• **Task description**
Locate each line below containing the string "ground", with case counting, and copy those lines out in full.

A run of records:
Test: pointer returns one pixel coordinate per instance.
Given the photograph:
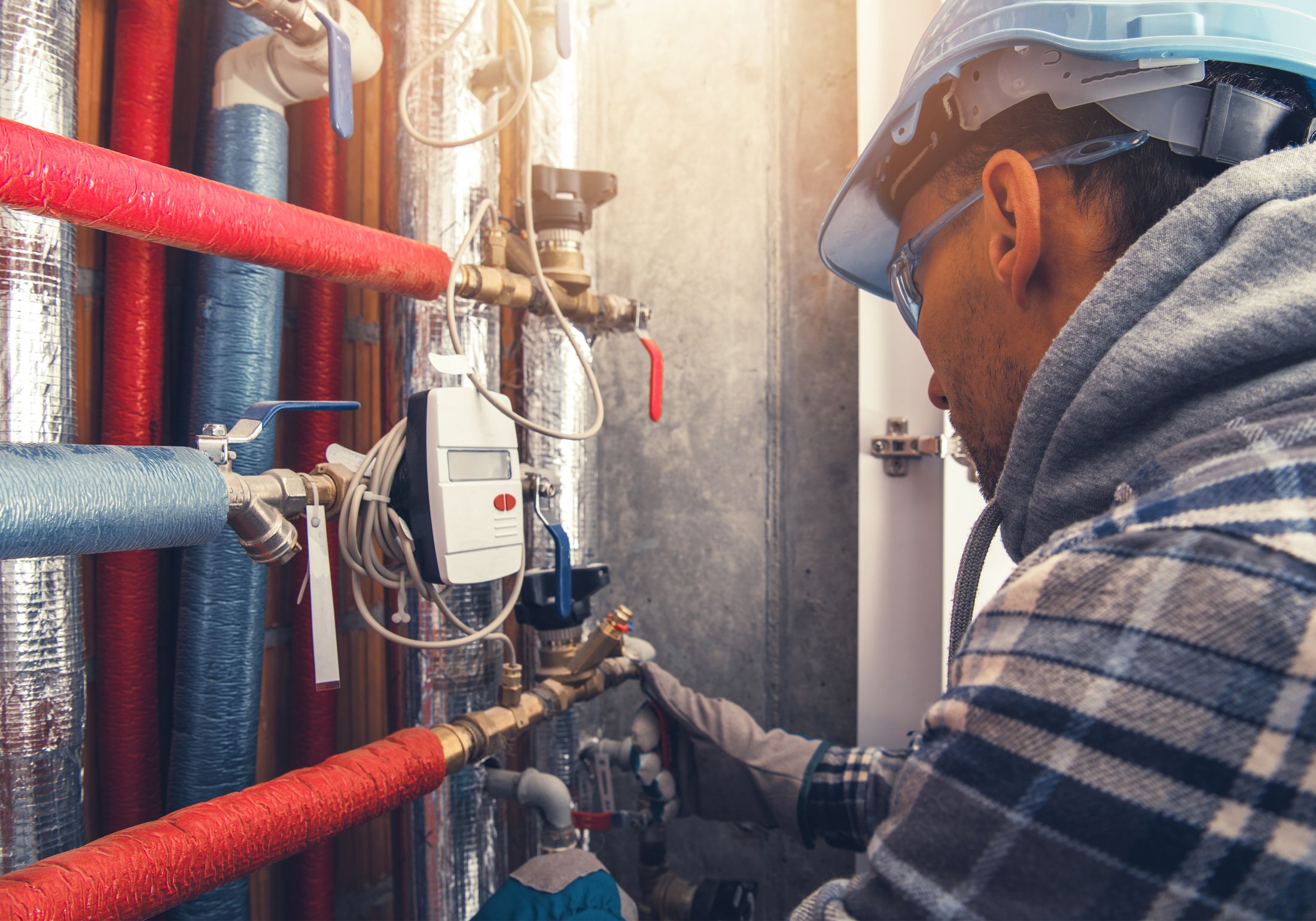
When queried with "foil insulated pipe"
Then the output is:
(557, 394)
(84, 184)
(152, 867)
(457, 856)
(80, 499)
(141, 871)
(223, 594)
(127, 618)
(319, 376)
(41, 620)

==

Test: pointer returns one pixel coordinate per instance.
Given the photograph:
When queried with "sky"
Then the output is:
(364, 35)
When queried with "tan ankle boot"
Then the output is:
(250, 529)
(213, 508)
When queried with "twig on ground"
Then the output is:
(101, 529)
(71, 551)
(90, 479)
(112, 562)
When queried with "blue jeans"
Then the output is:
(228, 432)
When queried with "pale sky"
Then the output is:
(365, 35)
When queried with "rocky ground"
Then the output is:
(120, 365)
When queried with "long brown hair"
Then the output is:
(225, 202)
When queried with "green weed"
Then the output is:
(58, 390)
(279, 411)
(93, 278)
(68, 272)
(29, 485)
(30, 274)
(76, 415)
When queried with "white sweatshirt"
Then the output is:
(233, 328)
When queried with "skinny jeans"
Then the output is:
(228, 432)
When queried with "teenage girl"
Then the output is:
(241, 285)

• **Result of this exercise**
When queried with "twig on ground"
When queried with "rocky ground"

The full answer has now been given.